## Instruksi Tugas A
Jawab pertanyaan berikut berdasarkan teks tentang Freeport di bawah.
(i) Siapa yang melakukan ekspedisi pada tahun 1936 di pedalaman Papua?
(ii) Pada tahun berapa kontrak karya antara PT FI dan pemerintah Indonesia ditandatangani?
(iii) Di kota apa PT Freeport Indonesia beroperasi?
__________
Selasa, 28 Februari 2017

“FREEPORT PENJARAH EMAS RAKYAT PAPUA”


Sejarah mencatat bahwa awal mula ditemukannya Gunung Emas di tanah Papua adalah sejak ekspedisi yang dilakukan oleh Jean Jacques Dozy pada tahun 1936 yang menemukan cadangan estberg atau disebut gunung emas di pedalaman Papua.[1] Terdapat mitologi kuno yang sangat melekat dalam jiwa masyarakat adat di daerah tersebut, dimana dahulu di tengah masyarakat ada kelahiran manusia sejati, yang dilahirkan seorang perempuan, yang setelah kematiannya berubah menjadi tanah yang membentang sepanjang daerah Amungsal (tanah Amungme), daerah ini dianggap keramat oleh masyarakat setempat sehingga secara adat tidak dijinkan untuk dimasuki.

Namun, daerah tersebut akhirnya dibuka untuk lokasi pertambangan oleh PT Freeport Indonesia (PT FI), sejak penandatanganan kontrak karya antara PT FI dengan pemerintah Indonesia pada tahun 1967, kontrak ini berlaku selama 30 tahun sejak mulai beroperasi 1973. Dan itulah warga suku Amungme dipindahkan ke luar dari wilayah mereka ke wilayah kaki pegunungan.
PT Freeport Indonesia adalah sebuah perusahaan afiliasi dari Freeport-McMoRan Copper & Gold Inc. PT Freeport Indonesia menambang, memproses dan melakukan eksplorasi terhadap bijih yang mengandung tembaga, emas, dan perak. Beroperasi di daerah dataran tinggi di kabupaten Mimika, provinsi Papua, Indonesia, tepatnya di Kota Tembagapura (sebuah kota yang namanya diresmikan oleh Presiden Soeharto). Freeport Indonesia memasarkan konsentrat yang mengandung tembaga, emas dan perak ke seluruh penjuru dunia. 24 Tahun lebih PT FI melakukan eksploitasi terhadap sumber daya alam di tanah papua, membuat perusahaan tersebut menjadi salah satu perusahaan dengan produksi emas dan tembaga terbesar di dunia. Tentunya setelah kembali menemukan cadangan di  Grasberg, membuat PT FI sangat bersemangat untuk kembali menjarah emas di tanah Papua.
__________
## Instruksi Tugas B
Laporkan setiap baris data di bawah yang memuat kata "flower", dan salin baris itu tanpa perubahan.
__________
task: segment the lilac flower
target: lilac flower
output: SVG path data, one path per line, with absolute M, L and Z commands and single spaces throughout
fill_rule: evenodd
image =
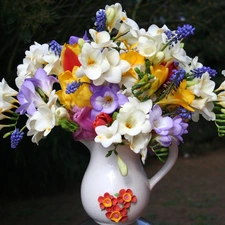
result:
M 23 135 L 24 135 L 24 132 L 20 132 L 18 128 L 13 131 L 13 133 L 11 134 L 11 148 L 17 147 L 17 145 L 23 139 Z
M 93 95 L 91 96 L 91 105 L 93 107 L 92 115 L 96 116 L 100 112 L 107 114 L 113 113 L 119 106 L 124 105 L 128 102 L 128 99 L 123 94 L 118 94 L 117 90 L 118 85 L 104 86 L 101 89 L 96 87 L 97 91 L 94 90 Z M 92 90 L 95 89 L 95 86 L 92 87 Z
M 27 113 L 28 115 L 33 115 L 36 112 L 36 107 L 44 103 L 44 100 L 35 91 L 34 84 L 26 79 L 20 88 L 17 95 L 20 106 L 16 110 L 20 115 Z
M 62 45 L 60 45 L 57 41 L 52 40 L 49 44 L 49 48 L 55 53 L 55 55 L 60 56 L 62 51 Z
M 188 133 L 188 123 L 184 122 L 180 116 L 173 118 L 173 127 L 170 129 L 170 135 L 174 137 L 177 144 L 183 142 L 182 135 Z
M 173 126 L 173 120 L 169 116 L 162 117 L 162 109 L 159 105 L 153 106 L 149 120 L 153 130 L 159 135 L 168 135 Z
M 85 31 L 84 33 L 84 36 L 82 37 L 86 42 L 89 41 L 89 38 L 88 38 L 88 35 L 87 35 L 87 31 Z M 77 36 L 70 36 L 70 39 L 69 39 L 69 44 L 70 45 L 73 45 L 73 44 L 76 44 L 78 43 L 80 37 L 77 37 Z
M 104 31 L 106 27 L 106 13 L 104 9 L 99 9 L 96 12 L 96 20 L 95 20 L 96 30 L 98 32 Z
__________
## Jawaban Benar A
(i) Jean Jacques Dozy
(ii) 1967
(iii) Tembagapura

## Jawaban Benar B
task: segment the lilac flower
target: lilac flower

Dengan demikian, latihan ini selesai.